* START Provided material *
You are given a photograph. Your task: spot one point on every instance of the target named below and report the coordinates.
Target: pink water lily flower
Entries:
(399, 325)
* END Provided material *
* START Provided material *
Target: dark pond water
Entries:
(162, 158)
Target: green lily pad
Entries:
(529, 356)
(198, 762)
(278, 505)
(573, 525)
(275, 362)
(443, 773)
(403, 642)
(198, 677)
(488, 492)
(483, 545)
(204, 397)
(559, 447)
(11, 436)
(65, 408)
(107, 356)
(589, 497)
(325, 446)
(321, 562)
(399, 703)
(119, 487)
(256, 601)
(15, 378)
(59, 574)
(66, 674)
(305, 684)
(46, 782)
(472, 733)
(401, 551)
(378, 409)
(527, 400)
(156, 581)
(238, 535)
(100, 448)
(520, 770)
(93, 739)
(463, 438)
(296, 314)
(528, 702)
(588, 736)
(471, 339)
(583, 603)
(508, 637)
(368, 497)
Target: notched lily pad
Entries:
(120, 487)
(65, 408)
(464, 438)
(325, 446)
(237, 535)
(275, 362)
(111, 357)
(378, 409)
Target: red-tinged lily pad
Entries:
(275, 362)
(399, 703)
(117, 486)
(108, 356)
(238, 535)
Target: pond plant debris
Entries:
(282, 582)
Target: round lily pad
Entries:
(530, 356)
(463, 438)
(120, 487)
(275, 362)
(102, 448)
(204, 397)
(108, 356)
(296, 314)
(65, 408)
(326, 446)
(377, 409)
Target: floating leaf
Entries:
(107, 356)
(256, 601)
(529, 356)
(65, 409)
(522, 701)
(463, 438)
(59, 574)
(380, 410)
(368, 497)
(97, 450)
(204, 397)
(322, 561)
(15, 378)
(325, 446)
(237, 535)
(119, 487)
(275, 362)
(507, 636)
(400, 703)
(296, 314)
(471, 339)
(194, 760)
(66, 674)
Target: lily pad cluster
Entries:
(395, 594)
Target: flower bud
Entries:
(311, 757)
* END Provided material *
* START Provided material *
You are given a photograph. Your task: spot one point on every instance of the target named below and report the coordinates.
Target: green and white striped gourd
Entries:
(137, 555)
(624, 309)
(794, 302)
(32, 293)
* END Provided material *
# What you should do
Display each line of the data above that contains the word "water". Matching is case-sensitive.

# Result
Target: pink water lily flower
Target: dark pond water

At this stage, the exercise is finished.